**DATA EXTRACT**:
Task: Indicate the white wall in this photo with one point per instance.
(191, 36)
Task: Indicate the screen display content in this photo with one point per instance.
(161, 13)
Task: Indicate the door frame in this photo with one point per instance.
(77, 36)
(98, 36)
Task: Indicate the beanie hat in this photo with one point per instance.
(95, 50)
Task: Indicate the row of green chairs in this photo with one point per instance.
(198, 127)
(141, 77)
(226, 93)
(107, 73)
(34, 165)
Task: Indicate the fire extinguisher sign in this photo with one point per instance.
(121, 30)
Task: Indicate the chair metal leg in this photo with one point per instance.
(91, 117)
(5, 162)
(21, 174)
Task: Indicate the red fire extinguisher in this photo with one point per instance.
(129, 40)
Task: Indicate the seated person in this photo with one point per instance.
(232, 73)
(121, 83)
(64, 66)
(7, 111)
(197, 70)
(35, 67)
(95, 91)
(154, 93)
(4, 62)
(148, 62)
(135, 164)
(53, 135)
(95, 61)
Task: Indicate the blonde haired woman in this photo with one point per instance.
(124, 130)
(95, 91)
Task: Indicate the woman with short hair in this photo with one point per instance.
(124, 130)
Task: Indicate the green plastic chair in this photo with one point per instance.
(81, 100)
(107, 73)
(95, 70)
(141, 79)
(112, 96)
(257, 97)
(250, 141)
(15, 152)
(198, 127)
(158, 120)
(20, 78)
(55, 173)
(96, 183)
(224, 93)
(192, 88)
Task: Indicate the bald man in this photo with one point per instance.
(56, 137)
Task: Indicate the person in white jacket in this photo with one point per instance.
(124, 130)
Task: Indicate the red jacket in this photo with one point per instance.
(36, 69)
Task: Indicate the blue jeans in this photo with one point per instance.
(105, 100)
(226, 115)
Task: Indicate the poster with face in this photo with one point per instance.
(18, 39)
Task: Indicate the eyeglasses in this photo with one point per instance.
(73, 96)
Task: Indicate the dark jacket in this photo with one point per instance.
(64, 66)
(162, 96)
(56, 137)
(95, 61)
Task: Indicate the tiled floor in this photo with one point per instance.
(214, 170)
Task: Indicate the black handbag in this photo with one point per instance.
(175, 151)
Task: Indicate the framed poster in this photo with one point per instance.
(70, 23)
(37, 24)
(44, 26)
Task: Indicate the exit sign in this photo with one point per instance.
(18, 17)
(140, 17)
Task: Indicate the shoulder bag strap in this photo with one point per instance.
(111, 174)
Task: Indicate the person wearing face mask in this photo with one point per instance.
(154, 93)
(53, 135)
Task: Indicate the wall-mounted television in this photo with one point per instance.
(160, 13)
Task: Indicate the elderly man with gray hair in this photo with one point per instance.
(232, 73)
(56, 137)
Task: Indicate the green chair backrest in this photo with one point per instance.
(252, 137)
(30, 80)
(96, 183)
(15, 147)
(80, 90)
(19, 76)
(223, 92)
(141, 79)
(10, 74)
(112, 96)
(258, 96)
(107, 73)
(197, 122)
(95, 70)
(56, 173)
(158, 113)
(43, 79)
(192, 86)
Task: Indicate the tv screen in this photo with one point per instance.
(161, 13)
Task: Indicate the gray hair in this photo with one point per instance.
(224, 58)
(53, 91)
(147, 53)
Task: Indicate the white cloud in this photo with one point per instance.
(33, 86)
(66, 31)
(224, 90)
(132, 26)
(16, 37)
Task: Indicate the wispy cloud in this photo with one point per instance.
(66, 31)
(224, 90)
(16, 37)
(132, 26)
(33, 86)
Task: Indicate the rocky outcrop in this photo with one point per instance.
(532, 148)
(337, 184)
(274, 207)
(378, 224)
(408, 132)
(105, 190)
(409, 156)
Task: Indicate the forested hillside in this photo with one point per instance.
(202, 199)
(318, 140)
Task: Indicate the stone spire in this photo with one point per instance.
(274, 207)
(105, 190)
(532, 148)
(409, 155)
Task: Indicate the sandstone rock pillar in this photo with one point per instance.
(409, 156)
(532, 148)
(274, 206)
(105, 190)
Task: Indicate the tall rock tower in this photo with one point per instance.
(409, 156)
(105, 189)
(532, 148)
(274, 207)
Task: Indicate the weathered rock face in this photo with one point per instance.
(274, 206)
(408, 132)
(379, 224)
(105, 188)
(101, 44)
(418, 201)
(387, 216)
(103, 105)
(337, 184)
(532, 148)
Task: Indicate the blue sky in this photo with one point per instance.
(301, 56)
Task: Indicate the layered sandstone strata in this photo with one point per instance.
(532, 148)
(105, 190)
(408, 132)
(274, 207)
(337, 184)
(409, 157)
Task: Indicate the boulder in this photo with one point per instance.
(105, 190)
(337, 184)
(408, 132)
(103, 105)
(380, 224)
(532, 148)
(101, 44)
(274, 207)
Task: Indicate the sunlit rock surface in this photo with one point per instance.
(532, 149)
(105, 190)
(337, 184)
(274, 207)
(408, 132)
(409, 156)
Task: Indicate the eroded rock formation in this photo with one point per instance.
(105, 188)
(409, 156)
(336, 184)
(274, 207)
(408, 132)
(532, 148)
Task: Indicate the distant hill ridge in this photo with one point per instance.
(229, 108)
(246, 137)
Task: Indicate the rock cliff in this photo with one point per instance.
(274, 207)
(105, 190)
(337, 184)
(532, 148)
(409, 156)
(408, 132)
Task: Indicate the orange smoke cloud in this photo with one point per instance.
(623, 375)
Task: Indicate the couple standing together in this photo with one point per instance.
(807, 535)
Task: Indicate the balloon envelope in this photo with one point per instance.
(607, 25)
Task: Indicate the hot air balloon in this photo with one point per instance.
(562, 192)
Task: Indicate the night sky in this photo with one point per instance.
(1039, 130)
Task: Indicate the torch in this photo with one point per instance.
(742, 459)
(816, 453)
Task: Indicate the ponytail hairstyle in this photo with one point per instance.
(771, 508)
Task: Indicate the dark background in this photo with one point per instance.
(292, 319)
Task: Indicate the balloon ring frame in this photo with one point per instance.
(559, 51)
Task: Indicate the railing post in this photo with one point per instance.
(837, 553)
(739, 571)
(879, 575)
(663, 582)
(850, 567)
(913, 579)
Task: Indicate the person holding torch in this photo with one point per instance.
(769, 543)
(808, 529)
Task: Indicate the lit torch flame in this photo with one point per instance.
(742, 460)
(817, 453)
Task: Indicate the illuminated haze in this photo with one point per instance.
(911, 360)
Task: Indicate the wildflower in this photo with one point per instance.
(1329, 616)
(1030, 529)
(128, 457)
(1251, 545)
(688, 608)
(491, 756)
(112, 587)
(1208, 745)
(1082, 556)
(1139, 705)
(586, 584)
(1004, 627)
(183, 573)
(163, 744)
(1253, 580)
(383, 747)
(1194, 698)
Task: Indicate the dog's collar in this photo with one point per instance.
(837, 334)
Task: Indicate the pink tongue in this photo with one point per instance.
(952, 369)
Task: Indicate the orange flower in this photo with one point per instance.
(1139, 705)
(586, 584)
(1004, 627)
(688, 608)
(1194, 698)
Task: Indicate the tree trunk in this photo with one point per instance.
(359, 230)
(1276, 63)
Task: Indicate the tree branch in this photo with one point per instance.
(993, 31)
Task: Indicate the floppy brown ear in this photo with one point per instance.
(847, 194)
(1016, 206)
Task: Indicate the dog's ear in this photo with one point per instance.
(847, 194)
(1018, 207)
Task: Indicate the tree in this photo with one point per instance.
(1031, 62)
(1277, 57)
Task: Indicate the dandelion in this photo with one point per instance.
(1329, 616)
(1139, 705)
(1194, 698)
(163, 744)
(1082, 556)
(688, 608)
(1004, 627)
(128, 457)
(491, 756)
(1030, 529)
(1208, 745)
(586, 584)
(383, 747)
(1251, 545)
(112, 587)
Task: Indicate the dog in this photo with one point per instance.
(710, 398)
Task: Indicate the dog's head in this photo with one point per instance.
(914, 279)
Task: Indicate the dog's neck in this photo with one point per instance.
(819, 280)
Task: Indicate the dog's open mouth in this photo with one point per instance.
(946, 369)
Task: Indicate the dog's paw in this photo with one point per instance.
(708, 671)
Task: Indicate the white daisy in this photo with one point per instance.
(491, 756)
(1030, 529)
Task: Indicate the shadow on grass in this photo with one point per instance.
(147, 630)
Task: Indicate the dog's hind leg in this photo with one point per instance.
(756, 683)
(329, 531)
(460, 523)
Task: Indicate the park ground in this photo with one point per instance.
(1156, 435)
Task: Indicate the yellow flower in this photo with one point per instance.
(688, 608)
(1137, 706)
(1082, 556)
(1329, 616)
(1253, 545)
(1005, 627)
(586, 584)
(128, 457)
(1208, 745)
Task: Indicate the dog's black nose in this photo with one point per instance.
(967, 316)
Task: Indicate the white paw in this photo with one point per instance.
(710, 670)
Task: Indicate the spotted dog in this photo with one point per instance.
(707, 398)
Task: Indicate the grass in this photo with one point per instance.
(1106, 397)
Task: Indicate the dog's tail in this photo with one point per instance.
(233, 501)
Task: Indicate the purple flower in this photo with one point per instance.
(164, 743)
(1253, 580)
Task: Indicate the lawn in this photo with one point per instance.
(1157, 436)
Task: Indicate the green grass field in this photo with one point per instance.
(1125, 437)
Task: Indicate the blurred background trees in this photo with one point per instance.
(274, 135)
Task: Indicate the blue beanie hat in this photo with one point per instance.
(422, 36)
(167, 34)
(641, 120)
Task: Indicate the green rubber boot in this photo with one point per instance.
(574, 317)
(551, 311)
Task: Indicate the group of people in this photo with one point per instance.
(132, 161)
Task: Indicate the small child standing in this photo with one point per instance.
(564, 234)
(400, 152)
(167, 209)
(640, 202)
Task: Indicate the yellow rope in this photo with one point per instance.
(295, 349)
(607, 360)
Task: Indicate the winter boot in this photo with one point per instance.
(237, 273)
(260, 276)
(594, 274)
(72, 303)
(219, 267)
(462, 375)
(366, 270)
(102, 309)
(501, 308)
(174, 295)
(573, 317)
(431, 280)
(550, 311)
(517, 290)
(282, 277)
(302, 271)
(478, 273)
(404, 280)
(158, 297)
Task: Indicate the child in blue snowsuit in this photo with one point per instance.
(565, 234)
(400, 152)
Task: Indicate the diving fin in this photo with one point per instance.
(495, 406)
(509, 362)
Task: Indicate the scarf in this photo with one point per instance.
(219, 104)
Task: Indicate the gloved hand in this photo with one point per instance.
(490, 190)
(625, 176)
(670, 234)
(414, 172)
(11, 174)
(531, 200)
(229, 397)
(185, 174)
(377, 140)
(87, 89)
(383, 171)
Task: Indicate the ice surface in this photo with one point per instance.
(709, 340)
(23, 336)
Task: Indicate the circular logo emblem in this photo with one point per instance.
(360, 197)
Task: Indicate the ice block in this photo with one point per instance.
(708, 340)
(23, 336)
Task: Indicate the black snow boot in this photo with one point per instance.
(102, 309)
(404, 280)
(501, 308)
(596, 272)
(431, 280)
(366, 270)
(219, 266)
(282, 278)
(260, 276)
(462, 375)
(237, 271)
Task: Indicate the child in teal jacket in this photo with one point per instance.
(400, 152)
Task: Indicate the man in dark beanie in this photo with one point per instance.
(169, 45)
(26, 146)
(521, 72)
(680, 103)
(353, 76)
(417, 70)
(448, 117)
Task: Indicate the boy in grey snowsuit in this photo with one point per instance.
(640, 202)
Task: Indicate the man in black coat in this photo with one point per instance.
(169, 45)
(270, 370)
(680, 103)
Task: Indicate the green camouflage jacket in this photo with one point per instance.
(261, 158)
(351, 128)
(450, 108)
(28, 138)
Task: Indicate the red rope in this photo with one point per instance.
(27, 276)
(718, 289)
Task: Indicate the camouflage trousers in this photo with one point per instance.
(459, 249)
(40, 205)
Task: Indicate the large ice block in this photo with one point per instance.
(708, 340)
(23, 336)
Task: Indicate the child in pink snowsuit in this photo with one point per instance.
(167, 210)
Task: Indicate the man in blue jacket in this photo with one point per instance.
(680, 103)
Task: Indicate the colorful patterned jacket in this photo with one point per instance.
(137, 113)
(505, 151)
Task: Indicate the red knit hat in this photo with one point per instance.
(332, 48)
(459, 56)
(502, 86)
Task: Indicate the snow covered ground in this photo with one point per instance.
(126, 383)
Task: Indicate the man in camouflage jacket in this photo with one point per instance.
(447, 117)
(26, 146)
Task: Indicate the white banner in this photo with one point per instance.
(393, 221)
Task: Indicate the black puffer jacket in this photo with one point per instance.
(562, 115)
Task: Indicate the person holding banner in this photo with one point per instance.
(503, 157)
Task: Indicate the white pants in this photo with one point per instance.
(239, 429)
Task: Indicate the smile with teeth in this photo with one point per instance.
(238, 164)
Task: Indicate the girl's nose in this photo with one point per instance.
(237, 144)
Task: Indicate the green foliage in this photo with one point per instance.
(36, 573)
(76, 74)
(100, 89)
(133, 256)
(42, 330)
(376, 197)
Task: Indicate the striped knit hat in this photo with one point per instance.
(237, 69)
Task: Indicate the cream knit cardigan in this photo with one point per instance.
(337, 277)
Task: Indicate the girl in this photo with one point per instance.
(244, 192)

**ABOUT THIS EXERCISE**: Beginning at the line that holds "Task: Indicate the person holding banner", copy every line through the end of the entries exactly as given, and only those lines.

**SOLUTION**:
Task: Indicate the person holding banner in this photo with one point per instance.
(503, 157)
Task: Indicate the white pants in this photo with one point per instance.
(239, 429)
Task: Indicate the smile with teeth in this photo with one point per instance.
(238, 164)
Task: Indicate the girl's nose in this photo with one point per instance.
(237, 144)
Task: Indicate the green foliage in this photo with one point per instance.
(36, 573)
(76, 74)
(100, 89)
(133, 256)
(42, 330)
(376, 197)
Task: Indicate the striped knit hat in this photo with one point per instance.
(237, 69)
Task: Indicate the cream knit cardigan in this photo with one point per instance.
(337, 277)
Task: Indicate the girl in this photo with one point per instance.
(244, 192)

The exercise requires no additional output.